## Begin
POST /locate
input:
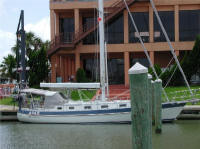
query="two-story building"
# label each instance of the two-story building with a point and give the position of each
(74, 35)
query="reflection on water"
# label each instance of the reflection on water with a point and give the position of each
(15, 135)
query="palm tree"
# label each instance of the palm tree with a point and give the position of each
(7, 66)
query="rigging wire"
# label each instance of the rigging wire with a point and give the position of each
(170, 77)
(166, 67)
(145, 50)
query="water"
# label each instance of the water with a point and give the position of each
(16, 135)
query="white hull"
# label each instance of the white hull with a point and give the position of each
(167, 114)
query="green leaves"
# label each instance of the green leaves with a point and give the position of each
(36, 59)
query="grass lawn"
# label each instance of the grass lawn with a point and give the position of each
(7, 101)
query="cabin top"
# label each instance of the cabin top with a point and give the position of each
(39, 92)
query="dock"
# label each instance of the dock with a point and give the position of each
(8, 113)
(190, 113)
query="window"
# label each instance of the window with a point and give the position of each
(114, 31)
(189, 24)
(122, 105)
(59, 108)
(104, 106)
(67, 29)
(87, 107)
(142, 22)
(143, 61)
(89, 22)
(167, 18)
(71, 108)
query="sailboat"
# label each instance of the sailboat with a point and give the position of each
(42, 106)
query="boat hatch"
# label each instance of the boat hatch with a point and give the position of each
(71, 108)
(104, 106)
(59, 108)
(87, 107)
(122, 105)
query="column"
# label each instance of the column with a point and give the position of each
(151, 53)
(76, 16)
(176, 17)
(57, 24)
(151, 33)
(126, 33)
(126, 67)
(52, 25)
(77, 61)
(58, 66)
(53, 69)
(62, 71)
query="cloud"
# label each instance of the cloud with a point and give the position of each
(7, 41)
(41, 28)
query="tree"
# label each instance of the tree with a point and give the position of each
(39, 67)
(36, 59)
(7, 66)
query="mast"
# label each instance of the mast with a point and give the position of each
(102, 49)
(21, 45)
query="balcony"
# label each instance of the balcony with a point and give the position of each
(70, 40)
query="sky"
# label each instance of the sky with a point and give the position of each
(36, 19)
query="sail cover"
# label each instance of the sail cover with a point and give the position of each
(71, 85)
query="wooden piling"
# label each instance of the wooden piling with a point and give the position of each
(141, 128)
(158, 105)
(153, 103)
(150, 105)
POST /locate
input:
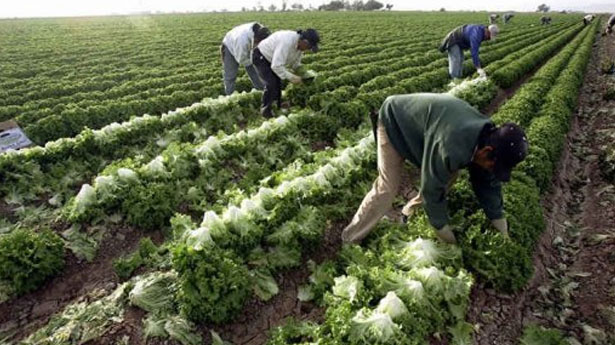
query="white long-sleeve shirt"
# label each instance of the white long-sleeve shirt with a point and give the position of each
(239, 42)
(281, 50)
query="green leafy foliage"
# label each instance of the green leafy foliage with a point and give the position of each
(536, 335)
(214, 284)
(28, 258)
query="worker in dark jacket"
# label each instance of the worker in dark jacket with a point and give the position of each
(493, 18)
(609, 24)
(236, 50)
(588, 19)
(441, 135)
(466, 37)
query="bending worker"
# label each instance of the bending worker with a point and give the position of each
(588, 19)
(609, 24)
(236, 49)
(493, 18)
(508, 17)
(441, 135)
(273, 58)
(466, 37)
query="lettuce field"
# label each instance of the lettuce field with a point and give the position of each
(153, 210)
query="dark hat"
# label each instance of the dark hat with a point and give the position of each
(312, 36)
(262, 33)
(510, 148)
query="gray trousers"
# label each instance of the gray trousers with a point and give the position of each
(231, 68)
(455, 61)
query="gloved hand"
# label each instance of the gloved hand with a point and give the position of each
(446, 234)
(502, 225)
(295, 79)
(411, 207)
(481, 73)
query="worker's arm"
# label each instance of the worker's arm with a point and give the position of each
(488, 191)
(435, 174)
(476, 36)
(278, 63)
(244, 48)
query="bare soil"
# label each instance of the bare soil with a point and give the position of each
(574, 274)
(22, 315)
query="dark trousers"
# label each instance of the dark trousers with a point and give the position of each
(273, 83)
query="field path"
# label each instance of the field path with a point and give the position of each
(574, 269)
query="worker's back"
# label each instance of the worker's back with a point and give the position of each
(432, 124)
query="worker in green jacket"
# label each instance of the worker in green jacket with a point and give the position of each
(441, 135)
## End
* _The exercise_
Show each line above that contains the string "path", treating uppercase and lowercase letters as distinct.

* _Exercise result_
query="field path"
# label each instance of the field path with a point and give the position of each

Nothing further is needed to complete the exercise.